## Given passage
►

German-American YouTuber and podcaster

Felicia Hofner, known online as Feli from Germany, is a German-American YouTuber and podcaster, focused on cultural differences between America and Germany. She also co-hosts a podcast "Understanding Train Station" with an American friend who lives in Germany.

==Early life==
Hofner grew up in Munich, Germany. She first visited the United States as part of a two-week sister city student exchange program at a Cincinnati, Ohio high school in 2010. While attending LMU Munich, she worked three jobs in media and radio. She returned to Cincinnati again in 2016 as part of a study abroad program in electronic media at University of Cincinnati. She chose UC over a program in Washington, DC because it was free, like most universities in Germany, and fit her interest in audio and video production. She took an internship the following summer, and then began a master's degree in German studies at UC. She hosted an event for the Over-the-Rhine museum in 2017 to gather photographs, receipts, and restaurant menus from residents to scan into a digital collection to help guide research about the neighborhood.

==YouTuber==
Hofner started her YouTube channel, "German Girl in America", originally as a hobby in 2018, because she would frequently talk with family and friends about cultural differences between the two countries. Her audience was mostly American at first, but later grew more in Germany. She took up her YouTube career full-time in 2020, and uses it to educate viewers on German and American culture. Her YouTube channel name was changed to "Feli from Germany" in October 2021 due to a trademark dispute. Her channel had 380,000 subscribers by October 2022 and had grown to 682,000 by March 2025, along with audiences on Instagram, TikTok, and Facebook.

She was interviewed by Süddeutsche Zeitung in May 2020 about her life and experiences in America. She visited the German Embassy in Washington, D.C. in 2022 to talk about the city's German roots. She started hosting group trips to Austria, the Czech Republic, and Germany in 2023, with a third trip to take place in December 2025. She was interviewed by German radio station Ego FM in March 2024 about the upcoming US presidential election.

She also worked with the German embassy again in 2025, and with DAZN to discuss Cincinnati's German history ahead of the 2025 FIFA Club World Cup, as well as with FC Cincinnati and FC Bayern Munich on other intercultural projects. Salon.com reported in 2026 about her YouTube video introducing the ubiquitous German practice of house burping (lüften). She expressed amusement that it is considered normal in Germany, but seen as a new trend in the United States, and noted that many German leases require tenants to air out their residence periodically, and courts have also ordered it.

==Personal life==
Hofner won the green card lottery in 2018, which granted her permanent residency in the United States, and she became a naturalized US citizen in 2024. She got married in 2025 and moved back to Munich.

◄

## Study questions
(a) Name every kind of item the Hofner profile says residents were asked to bring to the 2017 Over-the-Rhine museum event.
(b) Rewrite the part of the Hofner profile that opens with "She also worked" and closes with "back to Munich.", renaming "house burping" as "home airing".
The records that follow have no connection to the Hofner profile.

## Data under study
►

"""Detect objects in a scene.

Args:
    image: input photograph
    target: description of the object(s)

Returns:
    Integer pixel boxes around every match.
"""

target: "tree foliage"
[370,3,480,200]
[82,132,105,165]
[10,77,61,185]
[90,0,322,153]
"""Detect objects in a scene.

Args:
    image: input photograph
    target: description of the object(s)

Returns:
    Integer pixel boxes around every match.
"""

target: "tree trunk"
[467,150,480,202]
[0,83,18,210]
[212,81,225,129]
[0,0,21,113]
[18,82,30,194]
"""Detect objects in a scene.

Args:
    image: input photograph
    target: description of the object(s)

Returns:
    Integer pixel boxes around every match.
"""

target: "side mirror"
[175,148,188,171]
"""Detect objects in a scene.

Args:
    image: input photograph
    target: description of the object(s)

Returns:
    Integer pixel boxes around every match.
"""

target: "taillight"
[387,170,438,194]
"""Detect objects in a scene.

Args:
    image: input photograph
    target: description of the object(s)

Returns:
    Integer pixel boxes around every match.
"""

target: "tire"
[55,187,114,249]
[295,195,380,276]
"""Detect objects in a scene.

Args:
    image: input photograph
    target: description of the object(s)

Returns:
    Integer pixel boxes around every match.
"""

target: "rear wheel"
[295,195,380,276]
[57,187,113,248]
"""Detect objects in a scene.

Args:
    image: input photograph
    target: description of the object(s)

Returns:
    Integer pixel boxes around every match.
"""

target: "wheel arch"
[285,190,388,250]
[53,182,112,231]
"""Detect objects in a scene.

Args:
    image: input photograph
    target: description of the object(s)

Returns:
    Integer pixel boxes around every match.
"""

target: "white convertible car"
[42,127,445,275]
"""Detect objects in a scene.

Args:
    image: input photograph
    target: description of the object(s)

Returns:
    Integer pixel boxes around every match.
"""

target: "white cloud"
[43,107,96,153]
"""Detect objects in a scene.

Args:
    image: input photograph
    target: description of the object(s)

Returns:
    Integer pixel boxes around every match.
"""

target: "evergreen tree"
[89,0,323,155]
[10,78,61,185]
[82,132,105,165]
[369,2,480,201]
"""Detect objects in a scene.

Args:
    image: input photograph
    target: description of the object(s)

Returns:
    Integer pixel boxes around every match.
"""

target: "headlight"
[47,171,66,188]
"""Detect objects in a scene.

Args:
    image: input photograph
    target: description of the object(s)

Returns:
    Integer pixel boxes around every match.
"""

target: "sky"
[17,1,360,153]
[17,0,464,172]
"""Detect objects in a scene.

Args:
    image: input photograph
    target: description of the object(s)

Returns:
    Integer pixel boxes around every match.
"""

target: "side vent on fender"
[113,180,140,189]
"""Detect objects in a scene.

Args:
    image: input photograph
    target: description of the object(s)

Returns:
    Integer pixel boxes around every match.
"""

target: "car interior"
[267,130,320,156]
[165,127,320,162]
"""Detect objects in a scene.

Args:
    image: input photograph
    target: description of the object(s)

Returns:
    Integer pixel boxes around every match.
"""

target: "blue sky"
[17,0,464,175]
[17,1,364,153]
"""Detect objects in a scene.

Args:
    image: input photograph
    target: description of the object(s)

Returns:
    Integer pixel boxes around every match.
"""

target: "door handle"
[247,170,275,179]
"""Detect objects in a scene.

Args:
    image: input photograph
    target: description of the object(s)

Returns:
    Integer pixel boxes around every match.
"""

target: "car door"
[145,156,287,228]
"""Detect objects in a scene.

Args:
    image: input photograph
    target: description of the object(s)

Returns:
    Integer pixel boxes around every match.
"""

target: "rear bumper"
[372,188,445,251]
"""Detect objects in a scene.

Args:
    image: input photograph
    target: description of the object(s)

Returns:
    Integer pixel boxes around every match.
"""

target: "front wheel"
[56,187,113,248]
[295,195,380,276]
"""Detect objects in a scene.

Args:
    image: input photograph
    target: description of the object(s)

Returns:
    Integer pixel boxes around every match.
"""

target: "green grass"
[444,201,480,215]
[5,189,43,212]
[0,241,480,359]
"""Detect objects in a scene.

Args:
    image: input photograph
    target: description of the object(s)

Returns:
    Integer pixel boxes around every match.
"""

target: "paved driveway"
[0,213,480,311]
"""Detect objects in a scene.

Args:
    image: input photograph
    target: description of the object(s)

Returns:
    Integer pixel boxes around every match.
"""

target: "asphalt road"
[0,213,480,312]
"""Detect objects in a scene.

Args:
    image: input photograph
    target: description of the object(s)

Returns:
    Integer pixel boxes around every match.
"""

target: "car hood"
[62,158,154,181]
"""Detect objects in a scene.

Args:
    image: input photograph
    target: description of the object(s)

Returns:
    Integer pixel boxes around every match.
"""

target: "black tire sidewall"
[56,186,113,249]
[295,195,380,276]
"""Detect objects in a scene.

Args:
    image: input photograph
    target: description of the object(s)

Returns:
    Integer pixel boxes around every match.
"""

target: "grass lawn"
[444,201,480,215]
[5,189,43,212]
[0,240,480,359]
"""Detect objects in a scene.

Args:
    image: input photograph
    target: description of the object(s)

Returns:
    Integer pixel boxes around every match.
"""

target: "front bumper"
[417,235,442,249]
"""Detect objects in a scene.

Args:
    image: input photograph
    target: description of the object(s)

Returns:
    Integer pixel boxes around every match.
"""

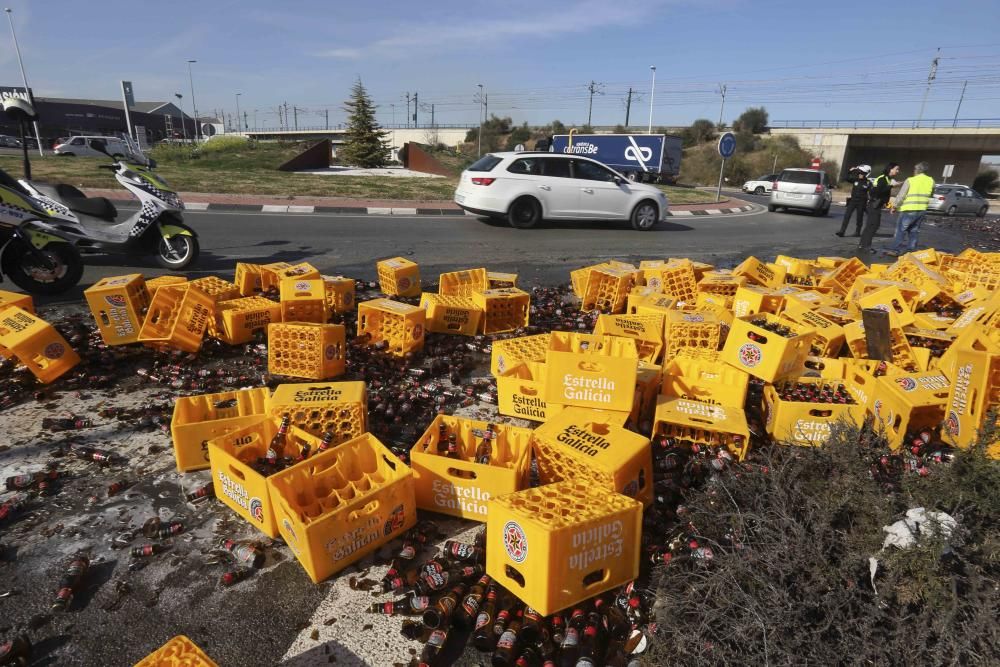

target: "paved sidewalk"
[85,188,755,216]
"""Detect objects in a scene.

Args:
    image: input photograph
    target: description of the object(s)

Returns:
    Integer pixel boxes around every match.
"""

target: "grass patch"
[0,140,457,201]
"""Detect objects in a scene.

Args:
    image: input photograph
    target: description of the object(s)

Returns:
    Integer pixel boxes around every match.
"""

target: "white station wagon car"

◄
►

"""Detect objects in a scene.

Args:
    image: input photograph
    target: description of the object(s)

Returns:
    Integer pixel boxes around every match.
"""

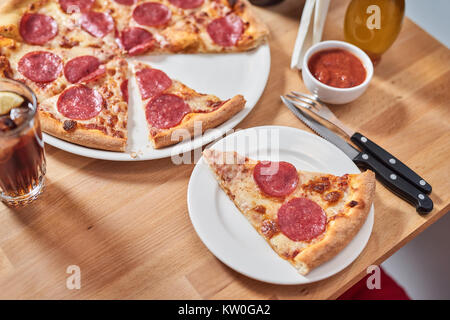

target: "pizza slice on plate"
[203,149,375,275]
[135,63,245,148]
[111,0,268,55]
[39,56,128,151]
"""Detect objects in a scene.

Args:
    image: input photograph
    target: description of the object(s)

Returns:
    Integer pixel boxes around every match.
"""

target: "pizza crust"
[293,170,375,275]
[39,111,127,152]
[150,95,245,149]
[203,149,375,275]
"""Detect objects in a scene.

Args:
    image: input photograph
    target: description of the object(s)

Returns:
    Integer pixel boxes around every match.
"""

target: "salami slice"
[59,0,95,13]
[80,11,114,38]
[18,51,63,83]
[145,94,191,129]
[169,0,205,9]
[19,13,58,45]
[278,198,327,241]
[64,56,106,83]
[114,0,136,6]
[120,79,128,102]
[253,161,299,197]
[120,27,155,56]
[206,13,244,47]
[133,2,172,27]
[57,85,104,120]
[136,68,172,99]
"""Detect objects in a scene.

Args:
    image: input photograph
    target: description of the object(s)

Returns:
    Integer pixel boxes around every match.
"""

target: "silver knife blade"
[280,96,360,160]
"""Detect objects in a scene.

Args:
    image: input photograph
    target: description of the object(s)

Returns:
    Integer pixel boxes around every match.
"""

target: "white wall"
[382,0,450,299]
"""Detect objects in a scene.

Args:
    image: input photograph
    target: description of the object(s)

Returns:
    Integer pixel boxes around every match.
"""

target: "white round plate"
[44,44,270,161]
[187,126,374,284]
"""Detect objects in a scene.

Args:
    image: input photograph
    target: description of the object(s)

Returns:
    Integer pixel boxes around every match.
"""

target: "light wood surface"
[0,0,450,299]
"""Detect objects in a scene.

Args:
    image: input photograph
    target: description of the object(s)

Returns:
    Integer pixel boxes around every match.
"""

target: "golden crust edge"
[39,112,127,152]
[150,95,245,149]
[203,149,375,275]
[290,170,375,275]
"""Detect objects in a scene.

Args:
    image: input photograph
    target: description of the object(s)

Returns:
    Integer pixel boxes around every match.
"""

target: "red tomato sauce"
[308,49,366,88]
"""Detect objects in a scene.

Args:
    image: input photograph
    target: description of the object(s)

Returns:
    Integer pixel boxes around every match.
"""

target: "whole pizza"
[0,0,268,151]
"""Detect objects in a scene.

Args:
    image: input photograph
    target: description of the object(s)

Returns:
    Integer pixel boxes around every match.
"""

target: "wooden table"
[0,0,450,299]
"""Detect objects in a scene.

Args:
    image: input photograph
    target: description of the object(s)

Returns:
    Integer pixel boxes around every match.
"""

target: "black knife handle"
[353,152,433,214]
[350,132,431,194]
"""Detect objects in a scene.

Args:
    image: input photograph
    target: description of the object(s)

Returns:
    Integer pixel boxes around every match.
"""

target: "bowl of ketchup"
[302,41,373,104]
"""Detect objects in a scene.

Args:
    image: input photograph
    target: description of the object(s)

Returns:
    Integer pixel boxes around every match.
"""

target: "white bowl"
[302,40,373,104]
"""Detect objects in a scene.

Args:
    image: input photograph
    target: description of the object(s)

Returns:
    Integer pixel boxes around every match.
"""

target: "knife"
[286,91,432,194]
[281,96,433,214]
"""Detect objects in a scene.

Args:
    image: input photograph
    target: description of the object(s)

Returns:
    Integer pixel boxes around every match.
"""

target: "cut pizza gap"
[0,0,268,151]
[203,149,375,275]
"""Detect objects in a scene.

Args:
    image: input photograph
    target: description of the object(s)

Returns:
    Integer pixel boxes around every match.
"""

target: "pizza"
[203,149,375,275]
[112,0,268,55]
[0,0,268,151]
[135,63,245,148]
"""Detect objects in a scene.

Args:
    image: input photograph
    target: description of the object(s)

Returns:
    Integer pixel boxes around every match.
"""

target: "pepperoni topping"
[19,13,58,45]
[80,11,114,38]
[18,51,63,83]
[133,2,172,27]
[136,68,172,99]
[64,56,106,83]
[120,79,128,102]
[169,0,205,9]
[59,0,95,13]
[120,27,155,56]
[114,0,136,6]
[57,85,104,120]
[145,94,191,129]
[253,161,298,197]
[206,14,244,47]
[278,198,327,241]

◄

## Responses to the tasks
(a) Photographs, receipts, and restaurant menus.

(b)
She also worked with the German embassy again in 2025, and with DAZN to discuss Cincinnati's German history ahead of the 2025 FIFA Club World Cup, as well as with FC Cincinnati and FC Bayern Munich on other intercultural projects. Salon.com reported in 2026 about her YouTube video introducing the ubiquitous German practice of home airing (lüften). She expressed amusement that it is considered normal in Germany, but seen as a new trend in the United States, and noted that many German leases require tenants to air out their residence periodically, and courts have also ordered it.

==Personal life==
Hofner won the green card lottery in 2018, which granted her permanent residency in the United States, and she became a naturalized US citizen in 2024. She got married in 2025 and moved back to Munich.